SUPPLIED TEXT —
==*==

Meanwhile, for the current fiscal year FY23 (the year for Nutanix ending this July), the company has guided to $1.77-$1.78 billion in revenue (representing 13% y/y growth), on top of a 2-4% pro forma operating margin.
This puts Nutanix’s valuation at just 3.6x EV/FY23 revenue. Note as well that Wall Street consensus is calling for Nutanix’s growth to accelerate in FY24, at a 16% y/y pace to $2.06 billion (putting Nutanix at a 3.1x EV/FY24 revenue multiple).
Needless to say, these are quite low multiples for a company with 80%+ margins, a largely recurring revenue base, expected acceleration to mid-teens growth, and above-breakeven margins with positive cash flow.
Strong recent trends underlie business health
We don’t need an acquisition scenario for Nutanix to be a successful investment. The company has done incredibly well at growing its recurring revenue while also slimming down opex to improve profit margins in the past few quarters. Take a look at the fiscal Q1 (October quarter) results below:
Nutanix’s revenue grew 15% y/y to $433.6 million, beating Wall street’s expectations of $412.1 million (+9% y/y) by a huge six-point margin. This quarter also represents a huge comeback from Q4, which suffered a -1% y/y decline driven by supply constraints that caused availability shortages in the company’s server partners.
ACV billings also shot up 27% y/y to $232 million, a marked acceleration from 10% y/y growth in Q4.

==*==

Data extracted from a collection
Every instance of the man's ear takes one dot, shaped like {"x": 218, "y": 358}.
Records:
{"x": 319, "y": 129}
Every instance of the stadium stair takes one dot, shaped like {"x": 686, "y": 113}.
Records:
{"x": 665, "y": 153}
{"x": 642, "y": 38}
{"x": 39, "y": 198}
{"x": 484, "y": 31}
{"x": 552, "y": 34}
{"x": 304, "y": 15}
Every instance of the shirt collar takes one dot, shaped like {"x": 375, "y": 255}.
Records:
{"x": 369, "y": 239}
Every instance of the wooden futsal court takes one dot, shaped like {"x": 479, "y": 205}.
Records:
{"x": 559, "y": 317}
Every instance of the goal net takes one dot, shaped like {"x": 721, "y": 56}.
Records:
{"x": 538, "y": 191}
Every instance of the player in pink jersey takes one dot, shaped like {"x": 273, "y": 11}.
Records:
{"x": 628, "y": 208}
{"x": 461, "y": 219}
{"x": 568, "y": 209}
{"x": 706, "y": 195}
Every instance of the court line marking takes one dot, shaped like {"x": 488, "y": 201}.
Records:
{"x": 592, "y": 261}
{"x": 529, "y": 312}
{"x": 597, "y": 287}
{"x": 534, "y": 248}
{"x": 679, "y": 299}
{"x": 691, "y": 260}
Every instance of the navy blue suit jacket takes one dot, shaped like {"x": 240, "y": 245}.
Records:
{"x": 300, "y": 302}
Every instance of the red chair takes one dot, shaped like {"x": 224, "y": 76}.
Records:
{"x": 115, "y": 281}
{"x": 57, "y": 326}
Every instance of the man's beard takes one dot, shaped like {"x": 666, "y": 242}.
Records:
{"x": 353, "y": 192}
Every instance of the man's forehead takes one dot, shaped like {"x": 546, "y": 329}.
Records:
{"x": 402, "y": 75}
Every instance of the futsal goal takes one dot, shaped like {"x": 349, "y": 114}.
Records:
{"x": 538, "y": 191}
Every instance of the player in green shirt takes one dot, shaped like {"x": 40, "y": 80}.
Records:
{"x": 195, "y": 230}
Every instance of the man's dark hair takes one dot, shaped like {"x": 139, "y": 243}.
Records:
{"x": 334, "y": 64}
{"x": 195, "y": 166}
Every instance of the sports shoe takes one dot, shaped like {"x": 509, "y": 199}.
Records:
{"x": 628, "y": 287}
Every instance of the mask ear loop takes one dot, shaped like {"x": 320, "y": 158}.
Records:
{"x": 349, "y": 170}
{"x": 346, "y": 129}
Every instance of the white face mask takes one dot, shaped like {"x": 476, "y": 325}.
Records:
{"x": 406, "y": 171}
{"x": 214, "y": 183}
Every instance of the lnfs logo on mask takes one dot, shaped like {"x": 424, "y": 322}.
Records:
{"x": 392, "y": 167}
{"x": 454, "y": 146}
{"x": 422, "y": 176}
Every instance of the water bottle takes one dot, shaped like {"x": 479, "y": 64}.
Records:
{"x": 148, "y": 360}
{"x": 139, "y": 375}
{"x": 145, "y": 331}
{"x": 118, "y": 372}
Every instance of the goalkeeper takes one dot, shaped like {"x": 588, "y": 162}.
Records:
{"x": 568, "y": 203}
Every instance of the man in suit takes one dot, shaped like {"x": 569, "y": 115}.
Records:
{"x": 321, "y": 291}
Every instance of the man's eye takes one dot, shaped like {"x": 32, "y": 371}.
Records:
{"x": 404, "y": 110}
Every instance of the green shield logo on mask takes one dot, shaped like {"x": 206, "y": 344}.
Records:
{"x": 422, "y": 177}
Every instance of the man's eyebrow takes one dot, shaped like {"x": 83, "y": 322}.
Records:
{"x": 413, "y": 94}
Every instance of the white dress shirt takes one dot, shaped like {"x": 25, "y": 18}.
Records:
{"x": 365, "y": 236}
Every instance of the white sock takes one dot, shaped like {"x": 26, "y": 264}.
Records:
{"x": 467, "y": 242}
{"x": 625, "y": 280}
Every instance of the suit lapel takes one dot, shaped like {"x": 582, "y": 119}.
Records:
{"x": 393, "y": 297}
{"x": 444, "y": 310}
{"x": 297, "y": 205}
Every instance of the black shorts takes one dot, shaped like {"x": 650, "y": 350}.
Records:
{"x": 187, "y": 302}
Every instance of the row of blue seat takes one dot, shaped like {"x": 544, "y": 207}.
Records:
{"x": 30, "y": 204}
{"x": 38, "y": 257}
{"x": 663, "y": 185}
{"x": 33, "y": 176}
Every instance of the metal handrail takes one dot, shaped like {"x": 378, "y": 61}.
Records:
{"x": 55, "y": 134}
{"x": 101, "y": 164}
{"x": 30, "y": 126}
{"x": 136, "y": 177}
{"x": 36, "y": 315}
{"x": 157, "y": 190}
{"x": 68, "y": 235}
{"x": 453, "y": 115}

==*==

INSTRUCTIONS —
1 – Answer the following from the Nutanix excerpt:
(a) What revenue range has the company guided to for FY23?
(b) What fiscal Q1 revenue had Wall Street expected?
(c) By what percentage did ACV billings grow year over year in fiscal Q1?
2 – According to the Nutanix excerpt, what caused the company's revenue decline in Q4?
The material above has no connection to the Nutanix excerpt.

REPLIES —
1 –
(a) $1.77-$1.78 billion
(b) $412.1 million
(c) 27%

2 – Q4 revenue fell 1% year over year because of supply constraints. These constraints caused availability shortages at the company's server partners.